--- Record set Enclosed Below ---

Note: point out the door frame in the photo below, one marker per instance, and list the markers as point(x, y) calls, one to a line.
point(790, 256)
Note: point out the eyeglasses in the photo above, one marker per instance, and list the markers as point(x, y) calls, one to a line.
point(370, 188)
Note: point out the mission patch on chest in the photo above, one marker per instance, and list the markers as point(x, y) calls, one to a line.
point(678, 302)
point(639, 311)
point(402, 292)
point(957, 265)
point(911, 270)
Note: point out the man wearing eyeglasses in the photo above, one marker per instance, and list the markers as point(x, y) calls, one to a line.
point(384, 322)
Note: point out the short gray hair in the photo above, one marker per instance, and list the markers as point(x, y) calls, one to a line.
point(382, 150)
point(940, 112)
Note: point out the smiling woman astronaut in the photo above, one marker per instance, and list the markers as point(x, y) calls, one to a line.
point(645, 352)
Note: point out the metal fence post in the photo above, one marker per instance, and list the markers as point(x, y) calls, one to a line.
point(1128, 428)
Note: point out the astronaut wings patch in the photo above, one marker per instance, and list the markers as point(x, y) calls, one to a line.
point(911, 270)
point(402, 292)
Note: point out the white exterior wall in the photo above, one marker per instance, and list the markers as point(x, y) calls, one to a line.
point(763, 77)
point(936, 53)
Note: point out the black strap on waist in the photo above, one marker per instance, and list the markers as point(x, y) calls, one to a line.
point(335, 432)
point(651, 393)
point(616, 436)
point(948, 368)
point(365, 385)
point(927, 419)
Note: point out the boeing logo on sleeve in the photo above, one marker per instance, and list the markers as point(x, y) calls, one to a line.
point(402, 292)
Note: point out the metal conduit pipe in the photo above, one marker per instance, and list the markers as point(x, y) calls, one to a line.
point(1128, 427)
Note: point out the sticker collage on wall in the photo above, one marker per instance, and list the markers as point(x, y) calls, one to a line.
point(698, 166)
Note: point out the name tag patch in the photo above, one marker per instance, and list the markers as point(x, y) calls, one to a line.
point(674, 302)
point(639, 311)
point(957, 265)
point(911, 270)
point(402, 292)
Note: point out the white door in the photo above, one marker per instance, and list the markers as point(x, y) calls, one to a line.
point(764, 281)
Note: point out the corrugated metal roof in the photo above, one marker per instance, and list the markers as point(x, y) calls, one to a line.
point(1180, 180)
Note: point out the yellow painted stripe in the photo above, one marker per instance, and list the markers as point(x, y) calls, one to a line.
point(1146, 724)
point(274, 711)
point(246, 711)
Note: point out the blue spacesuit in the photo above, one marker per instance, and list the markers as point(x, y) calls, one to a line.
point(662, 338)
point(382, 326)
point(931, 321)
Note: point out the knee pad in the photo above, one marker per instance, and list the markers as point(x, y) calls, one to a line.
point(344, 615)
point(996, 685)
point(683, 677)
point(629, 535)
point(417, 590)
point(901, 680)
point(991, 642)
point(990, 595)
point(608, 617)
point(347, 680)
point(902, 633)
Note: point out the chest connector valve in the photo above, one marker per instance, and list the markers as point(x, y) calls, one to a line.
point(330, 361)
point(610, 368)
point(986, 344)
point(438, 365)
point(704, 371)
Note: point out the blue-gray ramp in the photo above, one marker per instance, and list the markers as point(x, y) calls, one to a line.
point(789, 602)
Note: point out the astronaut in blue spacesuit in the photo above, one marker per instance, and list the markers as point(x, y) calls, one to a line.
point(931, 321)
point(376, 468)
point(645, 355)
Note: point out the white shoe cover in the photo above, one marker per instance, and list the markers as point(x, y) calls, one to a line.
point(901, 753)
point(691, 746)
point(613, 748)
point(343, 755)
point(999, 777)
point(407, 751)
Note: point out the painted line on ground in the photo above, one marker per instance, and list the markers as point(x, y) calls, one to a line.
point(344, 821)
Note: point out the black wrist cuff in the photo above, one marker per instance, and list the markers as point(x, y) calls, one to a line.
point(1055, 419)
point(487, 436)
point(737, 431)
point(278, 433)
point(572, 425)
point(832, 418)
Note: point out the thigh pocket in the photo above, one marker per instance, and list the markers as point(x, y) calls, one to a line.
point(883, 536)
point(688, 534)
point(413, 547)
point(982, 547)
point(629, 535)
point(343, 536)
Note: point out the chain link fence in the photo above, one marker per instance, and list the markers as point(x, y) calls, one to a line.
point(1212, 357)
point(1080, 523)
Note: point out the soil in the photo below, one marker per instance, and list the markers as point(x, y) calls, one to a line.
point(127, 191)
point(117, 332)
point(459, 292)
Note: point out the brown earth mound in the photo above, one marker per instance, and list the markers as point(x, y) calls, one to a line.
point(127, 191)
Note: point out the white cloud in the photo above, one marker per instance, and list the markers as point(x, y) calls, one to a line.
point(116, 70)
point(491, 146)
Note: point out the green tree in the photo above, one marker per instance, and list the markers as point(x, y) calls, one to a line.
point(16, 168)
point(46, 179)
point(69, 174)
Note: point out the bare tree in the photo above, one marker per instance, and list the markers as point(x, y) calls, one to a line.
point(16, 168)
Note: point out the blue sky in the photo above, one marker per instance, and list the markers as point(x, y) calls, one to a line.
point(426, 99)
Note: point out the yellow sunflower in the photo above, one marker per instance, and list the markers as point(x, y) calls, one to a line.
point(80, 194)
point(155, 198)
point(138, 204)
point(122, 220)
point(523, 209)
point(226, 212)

--- End of Enclosed Record set ---

The task:
In full and without error, give the listing again.

Answer area:
Note: point out the door frame in the photo below, one marker per instance, and list the markers as point(x, y) calls, one to a line.
point(790, 256)
Note: point out the eyeglasses in the photo above, one marker per instance, and list the markers as point(x, y) calls, one to a line.
point(370, 188)
Note: point out the mission patch on chest in the photo above, one marker per instance, and list the markers as point(x, y) calls, one to a line.
point(678, 302)
point(639, 311)
point(402, 292)
point(957, 265)
point(911, 270)
Note: point out the man wearing eyeglasses in the photo above, one marker per instance, and list the markers as point(x, y) calls, one to a line.
point(384, 322)
Note: point out the short gray hair in the photo above, one marker per instance, and list the markers as point(x, y) calls, one to a line.
point(382, 150)
point(940, 112)
Note: point out the smiling woman astronaut in the photo above, one marker per instance, and list the markers as point(x, y) calls, one to a line.
point(645, 352)
Note: point out the metal fence post in the photo above, one marker per instance, and list the markers as point(x, y) calls, one to a line.
point(1128, 428)
Note: point out the astronaut wings patch in the photo above, one marker per instance, and list the markers as point(x, y) calls, one to a line.
point(911, 270)
point(402, 292)
Note: point out the white exterior wall in the photo above, one marker per instance, and list the markers as point(x, y) calls, one to a line.
point(763, 77)
point(936, 53)
Note: point out the black strap on waist in the photo above, one marker per instance, and list the markers as point(x, y) calls, one to a line.
point(335, 432)
point(651, 393)
point(616, 436)
point(948, 368)
point(365, 385)
point(927, 419)
Note: point out the boeing logo on sleeve in the photo above, one marker per instance, and list the markers as point(x, y) calls, one to a line.
point(402, 292)
Note: point out the metal conduit pipe in the photo above, one marker per instance, and list the markers as point(x, y) calls, one to a line.
point(1128, 427)
Note: point out the sticker collage on wall in the photo above, one marker per instance, and list the markers as point(x, y) calls, one to a line.
point(698, 166)
Note: point out the name tag patch in the photo above, one marker per instance, and list the markers as point(x, y) calls, one to a line.
point(674, 302)
point(639, 311)
point(957, 265)
point(911, 270)
point(402, 292)
Note: point out the white door in the photo above, one marker per instance, and list the markers as point(x, y) calls, one to a line.
point(764, 281)
Note: point out the corrugated metal roof in the photo above, one marker per instance, and list the markers as point(x, y) calls, one to a line.
point(1180, 180)
Note: point out the yellow painted stripe in the photo above, one marker per instance, and list the markers as point(x, y) calls, one to a line.
point(1146, 724)
point(274, 711)
point(246, 711)
Note: point out the blue spacesuit in the photo above, one marker per instance, and list the markers as point(x, y) calls, one to a line.
point(662, 338)
point(382, 326)
point(931, 321)
Note: point out the knee pad in the photo above, one marker per instance, and list the markers as point(x, y) calls, one to a line.
point(344, 615)
point(996, 685)
point(683, 677)
point(629, 535)
point(417, 590)
point(901, 680)
point(991, 642)
point(990, 595)
point(608, 617)
point(347, 680)
point(902, 633)
Note: point out the chest connector valve in the photo above, one marker per instance, and list the markers as point(x, y) calls, one to a line.
point(330, 361)
point(610, 368)
point(986, 344)
point(438, 365)
point(704, 371)
Note: point out the blue-gray ramp in the photo above, one marker per instance, and list the markers as point(x, y) calls, one to a line.
point(789, 602)
Note: point out the astronaut in blue spacesuit in the photo above, one marker per instance, and list the markers as point(x, y) calls, one to a line.
point(931, 321)
point(376, 468)
point(645, 355)
Note: point out the white shoe cover in the photo above, one marker per instance, and list the markers as point(x, y) calls, one to a line.
point(901, 753)
point(691, 746)
point(613, 748)
point(343, 755)
point(999, 777)
point(407, 751)
Note: point out the painted line on ground in the photo above, one marker per instance, and list the markers as point(x, y) calls, one to a line.
point(344, 821)
Note: point out the black wrist cuff in the photo above, one marker per instance, and list the markers as point(x, y) calls, one to a line.
point(1055, 419)
point(487, 436)
point(737, 431)
point(278, 433)
point(572, 425)
point(832, 418)
Note: point out the thigh pocket in the photo above, one marker per instance, and list the markers as point(x, y) calls, one to a line.
point(883, 536)
point(688, 534)
point(413, 547)
point(982, 547)
point(629, 535)
point(343, 536)
Note: point out the chain link fence in the photo above, one marker per instance, and list the markers as point(x, y) calls, one to a line.
point(1212, 357)
point(1080, 523)
Note: point out the soil in the photo below, one marker per instance, and list the markers as point(x, y) calls, one to a line.
point(127, 191)
point(117, 332)
point(459, 292)
Note: point out the brown earth mound in the photo above, one marker per instance, and list the markers as point(x, y) calls, one to a line.
point(127, 191)
Note: point out the white cloud in the photo above, one marker per instance, and list the markers as point(x, y) calls, one to a line.
point(116, 70)
point(491, 146)
Note: point out the green tree in the photo above, one marker per instance, and list the markers as point(x, y) calls, one to a line.
point(16, 168)
point(46, 179)
point(69, 174)
Note: point out the bare tree in the photo above, one marker per instance, and list the markers as point(x, y) calls, one to a line.
point(16, 168)
Note: point out the blue sky in the photo above, one marker per instance, and list the markers as point(x, y) calls, one to a line.
point(426, 99)
Note: point out the yellow sunflower in the photo above, one marker per instance, and list the markers as point(x, y) calls, one to a line.
point(80, 194)
point(155, 198)
point(138, 204)
point(122, 220)
point(523, 209)
point(226, 212)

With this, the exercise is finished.